• Encargo de trabajo 1
En el texto sobre la craneotomía y el aborto, ¿qué se respondió a la duda de si puede enseñarse en las escuelas católicas que la craneotomía es lícita?
• Encargo de trabajo 2
Transcribe del texto sobre la craneotomía y el aborto el pasaje que empieza con "[De la Respuesta del Santo Oficio al arzobispo de Lyon, de" y sigue hasta "la madre gestante.".
═════ Extracto de página ═════
De la craneotomía y del aborto


[De la Respuesta del Santo Oficio al arzobispo de Lyon, de 31 de mayo de 1889                                       (28 de mayo de 1884)]
A la duda:
¿Puede enseñarse con seguridad en las escuelas católicas ser lícita la operación quirúrgica que llaman craneotomía, cuando de no hacerse, han de perecer la madre y el niño, y de hacerse se salva la madre, aunque muera el niño?
Se respondió:
No puede enseñarse con seguridad.
[De la Respuesta del Santo Oficio al arzobispo de Cambrai, de 19 de mayo de 1889]
Se respondió de modo semejante, con la añadidura:
... y cualquier operación quirúrgica directamente occisiva del feto o de la madre gestante.
[De la Respuesta del Santo Oficio al arzobispo de Cambrai, de 24/25 de julio de 1895]
El médico Ticio, al ser llamado a asistir a una mujer encinta gravemente enferma, advertía a cada paso que no había otra causa de enfermedad mortal, sino la preñez misma, es decir, la presencia del feto en el útero. Así, pues, sólo le quedaba un camino para salvar a la madre de una muerte cierta e inminente, a saber, el de procurar el aborto o eyección del feto. Este camino solía él ordinariamente seguir, empleando, sin embargo, los medios y operaciones que tienden de suyo e inmediatamente no a matar el feto en el seno materno, sino a sacarlo a luz, de ser posible, vivo, aunque haya de morir próximamente, por estar todavía completamente inmaturo.
Ahora bien, leído lo que se respondió el 19 de agosto a los arzobispos de Cambrai, que no puede enseñarse con seguridad ser lícita operación quirúrgica alguna directamente occisiva del feto, aun cuando ello fuere necesario para la salvación de la madre; Ticio está dudoso acerca de la licitud de las operaciones quirúrgicas con las que él mismo no raras veces procuraba hasta ahora el aborto, para salvar la vida a las preñadas gravemente enfermas.
Por lo cual, para atender a su conciencia, Ticio suplica una aclaración: Si puede con seguridad realizar las operaciones explicadas dadas las repetidas circunstancias dichas.
Se respondió:
Negativamente, conforme a los demás decretos, a saber: de 28 de mayo de 1884 y de 19 de agosto de 1889.
Y el siguiente día, jueves, 25 de julio... Nuestro Santísimo Señor aprobó la resolución de los mismos Padres que le fue referida.
[De la Respuesta del Santo Oficio al obispo de Sinaloa, de 4/6 de mayo de 1898]
I: ¿Es lícita la aceleración del parto, siempre que por la estrechez de la mujer se haría imposible la salida del reto en su tiempo natural?
II. Y si la estrechez de la mujer es tal que ni el parto prematuro se considere posible, ¿será lícito provocar el aborto o realizar a su tiempo la operación cesárea?
═════ Datos de entrada ═════
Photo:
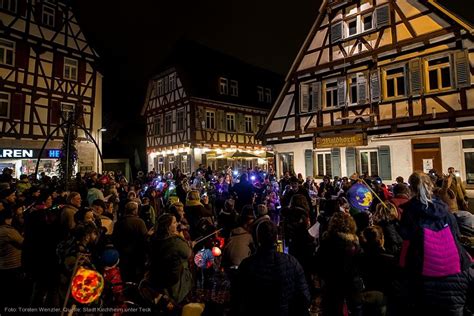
═════
• Casilla de respuesta 1
No puede enseñarse con seguridad.

• Casilla de respuesta 2
[De la Respuesta del Santo Oficio al arzobispo de Lyon, de 31 de mayo de 1889                                       (28 de mayo de 1884)]
A la duda:
¿Puede enseñarse con seguridad en las escuelas católicas ser lícita la operación quirúrgica que llaman craneotomía, cuando de no hacerse, han de perecer la madre y el niño, y de hacerse se salva la madre, aunque muera el niño?
Se respondió:
No puede enseñarse con seguridad.
[De la Respuesta del Santo Oficio al arzobispo de Cambrai, de 19 de mayo de 1889]
Se respondió de modo semejante, con la añadidura:
... y cualquier operación quirúrgica directamente occisiva del feto o de la madre gestante.